>>

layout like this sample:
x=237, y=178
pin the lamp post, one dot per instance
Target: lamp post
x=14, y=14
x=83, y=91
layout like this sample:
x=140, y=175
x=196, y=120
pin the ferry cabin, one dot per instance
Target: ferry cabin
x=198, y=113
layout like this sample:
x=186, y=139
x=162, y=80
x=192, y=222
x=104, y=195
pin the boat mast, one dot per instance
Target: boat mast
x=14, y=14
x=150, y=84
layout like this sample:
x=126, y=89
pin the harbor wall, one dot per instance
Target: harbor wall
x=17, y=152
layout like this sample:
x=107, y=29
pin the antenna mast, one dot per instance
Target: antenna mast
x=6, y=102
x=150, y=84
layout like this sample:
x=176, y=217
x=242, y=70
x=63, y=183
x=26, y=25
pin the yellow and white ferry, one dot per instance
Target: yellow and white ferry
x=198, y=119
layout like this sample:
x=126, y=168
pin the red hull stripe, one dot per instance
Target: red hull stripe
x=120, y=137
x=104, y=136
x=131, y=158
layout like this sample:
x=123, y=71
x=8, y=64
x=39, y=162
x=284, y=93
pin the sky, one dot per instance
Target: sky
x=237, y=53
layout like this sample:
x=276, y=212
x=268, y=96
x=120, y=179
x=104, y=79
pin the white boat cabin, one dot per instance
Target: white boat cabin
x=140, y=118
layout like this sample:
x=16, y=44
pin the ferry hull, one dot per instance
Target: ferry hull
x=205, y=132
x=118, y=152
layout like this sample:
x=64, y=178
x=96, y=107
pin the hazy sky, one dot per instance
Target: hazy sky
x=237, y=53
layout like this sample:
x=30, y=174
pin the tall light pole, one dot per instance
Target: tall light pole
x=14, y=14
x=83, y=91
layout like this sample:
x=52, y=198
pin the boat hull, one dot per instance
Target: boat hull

<<

Copy the data. Make sure every line matches exactly.

layout like this sample:
x=237, y=178
pin the lamp post, one dot per instance
Target: lamp post
x=14, y=14
x=83, y=91
layout like this sample:
x=140, y=175
x=196, y=120
pin the ferry cabin, one dot per instance
Target: ferry cabin
x=198, y=113
layout like this sample:
x=186, y=139
x=162, y=80
x=192, y=222
x=104, y=195
pin the boat mast, one dot per instance
Target: boat mast
x=14, y=14
x=150, y=84
layout like this sample:
x=126, y=89
pin the harbor wall, one dot per instance
Target: harbor wall
x=17, y=152
layout like this sample:
x=107, y=29
pin the antenna mast, one dot per instance
Target: antenna mast
x=6, y=102
x=150, y=84
layout like this sample:
x=176, y=217
x=242, y=70
x=63, y=183
x=26, y=25
pin the yellow and white ferry, one dot per instance
Target: yellow and white ferry
x=198, y=119
layout like this sample:
x=126, y=168
pin the red hull stripe, one dot per instance
Target: red hull stripe
x=120, y=137
x=104, y=136
x=131, y=158
layout like this sample:
x=123, y=71
x=8, y=64
x=39, y=162
x=284, y=93
pin the sky, one dot per instance
Target: sky
x=237, y=53
layout like this sample:
x=276, y=212
x=268, y=96
x=120, y=179
x=104, y=79
pin the white boat cabin, one dot per instance
Target: white boat cabin
x=140, y=118
layout like this sample:
x=16, y=44
pin the ferry hull, one dot per instance
Target: ferry hull
x=205, y=132
x=118, y=152
layout like this sample:
x=64, y=178
x=96, y=107
pin the hazy sky, one dot per instance
Target: hazy sky
x=237, y=53
layout like this sample:
x=30, y=174
pin the tall light pole, one dot per instance
Target: tall light pole
x=14, y=14
x=83, y=91
layout like this sample:
x=52, y=198
pin the boat hull, one dot per instance
Target: boat hull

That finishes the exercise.